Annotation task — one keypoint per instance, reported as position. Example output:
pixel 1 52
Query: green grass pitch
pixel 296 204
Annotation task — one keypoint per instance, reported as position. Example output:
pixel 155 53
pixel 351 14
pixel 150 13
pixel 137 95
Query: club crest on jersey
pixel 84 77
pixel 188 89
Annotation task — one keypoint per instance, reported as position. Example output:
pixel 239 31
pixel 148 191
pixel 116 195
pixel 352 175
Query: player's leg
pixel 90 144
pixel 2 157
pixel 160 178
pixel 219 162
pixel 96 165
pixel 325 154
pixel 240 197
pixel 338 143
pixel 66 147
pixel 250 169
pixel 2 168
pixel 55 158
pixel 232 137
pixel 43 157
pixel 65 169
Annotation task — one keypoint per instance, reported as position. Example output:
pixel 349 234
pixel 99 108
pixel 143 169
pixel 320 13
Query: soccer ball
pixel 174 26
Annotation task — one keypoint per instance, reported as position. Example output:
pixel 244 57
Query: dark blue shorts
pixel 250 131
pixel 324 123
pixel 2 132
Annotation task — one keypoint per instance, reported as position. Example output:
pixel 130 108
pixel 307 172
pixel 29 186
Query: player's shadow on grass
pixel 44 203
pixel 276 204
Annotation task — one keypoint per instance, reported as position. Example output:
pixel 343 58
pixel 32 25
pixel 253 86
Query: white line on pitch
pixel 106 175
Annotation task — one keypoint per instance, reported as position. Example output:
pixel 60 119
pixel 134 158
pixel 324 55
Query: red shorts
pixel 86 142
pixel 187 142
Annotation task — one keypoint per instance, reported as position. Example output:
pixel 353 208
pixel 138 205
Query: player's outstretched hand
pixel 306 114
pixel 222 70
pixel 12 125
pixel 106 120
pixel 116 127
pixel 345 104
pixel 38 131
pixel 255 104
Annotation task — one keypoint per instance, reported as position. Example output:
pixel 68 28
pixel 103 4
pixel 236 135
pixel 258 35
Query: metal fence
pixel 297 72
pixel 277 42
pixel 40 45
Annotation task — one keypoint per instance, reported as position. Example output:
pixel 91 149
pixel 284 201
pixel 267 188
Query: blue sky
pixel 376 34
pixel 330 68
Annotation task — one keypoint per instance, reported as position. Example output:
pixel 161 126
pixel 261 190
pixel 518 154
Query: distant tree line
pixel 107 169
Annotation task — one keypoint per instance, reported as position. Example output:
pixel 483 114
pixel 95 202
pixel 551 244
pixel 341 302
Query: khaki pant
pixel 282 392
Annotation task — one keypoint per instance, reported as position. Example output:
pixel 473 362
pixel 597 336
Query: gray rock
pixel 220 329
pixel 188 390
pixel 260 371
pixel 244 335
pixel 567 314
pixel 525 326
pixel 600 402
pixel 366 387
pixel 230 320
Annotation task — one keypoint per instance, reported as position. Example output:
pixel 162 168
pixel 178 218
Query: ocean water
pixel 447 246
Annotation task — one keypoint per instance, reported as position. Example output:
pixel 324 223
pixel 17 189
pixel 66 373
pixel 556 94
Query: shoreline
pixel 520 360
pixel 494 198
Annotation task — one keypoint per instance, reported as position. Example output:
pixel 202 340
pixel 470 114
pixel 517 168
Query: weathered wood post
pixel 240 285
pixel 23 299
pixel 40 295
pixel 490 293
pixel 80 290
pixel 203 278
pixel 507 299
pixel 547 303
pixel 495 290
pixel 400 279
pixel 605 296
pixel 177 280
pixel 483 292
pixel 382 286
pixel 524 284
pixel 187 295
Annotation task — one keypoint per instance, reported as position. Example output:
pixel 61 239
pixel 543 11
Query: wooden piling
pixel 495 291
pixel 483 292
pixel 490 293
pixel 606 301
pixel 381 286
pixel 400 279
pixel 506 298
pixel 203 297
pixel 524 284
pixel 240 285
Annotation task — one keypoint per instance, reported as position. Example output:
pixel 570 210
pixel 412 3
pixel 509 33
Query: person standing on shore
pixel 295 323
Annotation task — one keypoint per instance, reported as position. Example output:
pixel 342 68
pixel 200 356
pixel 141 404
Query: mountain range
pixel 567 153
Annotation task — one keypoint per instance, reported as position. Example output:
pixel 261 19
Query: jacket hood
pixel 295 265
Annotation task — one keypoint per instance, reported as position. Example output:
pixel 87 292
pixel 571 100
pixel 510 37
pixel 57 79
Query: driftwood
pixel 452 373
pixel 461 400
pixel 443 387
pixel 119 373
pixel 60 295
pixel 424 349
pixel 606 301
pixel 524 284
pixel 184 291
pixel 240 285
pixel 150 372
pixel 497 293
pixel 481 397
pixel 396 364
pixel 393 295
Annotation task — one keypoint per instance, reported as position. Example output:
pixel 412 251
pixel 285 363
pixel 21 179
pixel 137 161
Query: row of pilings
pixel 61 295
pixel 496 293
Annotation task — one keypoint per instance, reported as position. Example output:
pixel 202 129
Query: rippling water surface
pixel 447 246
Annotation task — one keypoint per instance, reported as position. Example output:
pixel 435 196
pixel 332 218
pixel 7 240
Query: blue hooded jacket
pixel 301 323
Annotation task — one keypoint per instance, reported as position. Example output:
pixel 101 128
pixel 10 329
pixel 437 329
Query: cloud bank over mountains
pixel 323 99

● Aim of the exercise: Now write the data shown above out again, word for word.

● Result for this exercise:
Annotation task — one keypoint per instance, reported as position. Example output:
pixel 1 52
Query: green grass pitch
pixel 296 204
Annotation task — one keypoint per instance, reported as position. Example output:
pixel 155 53
pixel 351 14
pixel 150 13
pixel 137 95
Query: club crest on jersey
pixel 84 77
pixel 188 89
Annotation task — one keypoint per instance, reported as position. Example output:
pixel 239 31
pixel 148 191
pixel 116 195
pixel 352 175
Query: player's leg
pixel 90 144
pixel 2 157
pixel 160 178
pixel 219 162
pixel 96 165
pixel 325 154
pixel 240 197
pixel 338 143
pixel 66 147
pixel 250 169
pixel 2 168
pixel 55 158
pixel 232 137
pixel 43 157
pixel 65 169
Annotation task — one keypoint per instance, reported as position. Example output:
pixel 349 234
pixel 99 108
pixel 143 169
pixel 320 13
Query: soccer ball
pixel 174 26
Annotation task — one keypoint per instance, reported as position. Example output:
pixel 244 57
Query: dark blue shorts
pixel 250 131
pixel 324 123
pixel 2 132
Annotation task — one keypoint per instance, reported as position. Example output:
pixel 130 108
pixel 307 172
pixel 29 186
Query: player's shadow on grass
pixel 44 203
pixel 276 204
Annotation task — one keypoint per instance, reported as position. Example output:
pixel 343 58
pixel 32 25
pixel 253 86
Query: white line on pitch
pixel 106 175
Annotation task — one keypoint per instance, reported as position. Example output:
pixel 60 119
pixel 134 158
pixel 324 55
Query: red shorts
pixel 86 142
pixel 187 142
Annotation task — one keypoint per instance, reported as position. Example output:
pixel 353 208
pixel 138 205
Query: player's outstretched hand
pixel 306 114
pixel 222 70
pixel 12 125
pixel 106 120
pixel 116 127
pixel 345 104
pixel 38 131
pixel 255 104
Annotation task — one keypoint per instance, reported as position. Example output:
pixel 68 28
pixel 103 4
pixel 236 135
pixel 258 35
Query: metal fence
pixel 297 72
pixel 277 42
pixel 40 45
Annotation task — one keypoint per instance, reported as position. Example output:
pixel 91 149
pixel 284 201
pixel 267 188
Query: blue sky
pixel 376 34
pixel 330 68
Annotation task — one keypoint per instance, reported as position. Example output:
pixel 161 126
pixel 261 190
pixel 518 154
Query: distant tree line
pixel 107 169
Annotation task — one keypoint per instance, reported as position. Example output:
pixel 483 114
pixel 95 202
pixel 551 244
pixel 341 302
Query: khaki pant
pixel 282 392
Annotation task — one keypoint per instance, reported as position. Example output:
pixel 473 362
pixel 597 336
Query: gray rock
pixel 220 329
pixel 188 390
pixel 260 371
pixel 244 335
pixel 567 314
pixel 525 326
pixel 600 402
pixel 366 387
pixel 230 320
Annotation task — one keypoint per instance, reported as position. Example output:
pixel 162 168
pixel 178 218
Query: ocean water
pixel 447 246
Annotation task — one keypoint per instance, reported as position. Example output:
pixel 324 223
pixel 17 189
pixel 66 373
pixel 556 94
Query: shoreline
pixel 520 360
pixel 494 198
Annotation task — one keypoint per instance, reported as position. Example output:
pixel 202 340
pixel 470 114
pixel 517 168
Query: weathered wood post
pixel 240 285
pixel 23 299
pixel 40 295
pixel 490 293
pixel 80 290
pixel 203 278
pixel 507 299
pixel 547 303
pixel 495 290
pixel 400 279
pixel 605 296
pixel 177 280
pixel 483 292
pixel 382 286
pixel 524 284
pixel 187 295
Annotation task — one keypoint per instance, reported as position. Example output:
pixel 61 239
pixel 543 11
Query: wooden piling
pixel 495 291
pixel 483 292
pixel 490 293
pixel 606 301
pixel 381 286
pixel 400 279
pixel 506 298
pixel 203 297
pixel 524 284
pixel 240 285
Annotation task — one keypoint per instance, reported as position. Example output:
pixel 570 210
pixel 412 3
pixel 509 33
Query: person standing on shore
pixel 295 323
Annotation task — one keypoint per instance, reported as position. Example output:
pixel 342 68
pixel 200 356
pixel 141 404
Query: mountain range
pixel 567 153
Annotation task — one keypoint per instance, reported as position. Example output:
pixel 261 19
Query: jacket hood
pixel 295 265
Annotation task — one keypoint per instance, reported as position. Example output:
pixel 87 292
pixel 571 100
pixel 510 37
pixel 57 79
Query: driftwood
pixel 452 373
pixel 461 400
pixel 443 387
pixel 119 373
pixel 60 295
pixel 424 349
pixel 606 301
pixel 524 284
pixel 184 291
pixel 240 285
pixel 150 372
pixel 497 293
pixel 481 397
pixel 396 364
pixel 393 295
Annotation task — one keypoint per instance, reported as position. Example output:
pixel 412 251
pixel 285 363
pixel 21 179
pixel 137 161
Query: row of pilings
pixel 61 295
pixel 496 293
Annotation task — one keypoint per instance, reported as position. Example output:
pixel 202 129
Query: rippling water surface
pixel 447 246
Annotation task — one keypoint per instance, reported as position. Example output:
pixel 435 196
pixel 332 218
pixel 7 240
Query: blue hooded jacket
pixel 301 323
Annotation task — one keypoint per instance, reported as position. Example output:
pixel 101 128
pixel 10 329
pixel 437 329
Query: cloud bank over mountains
pixel 323 99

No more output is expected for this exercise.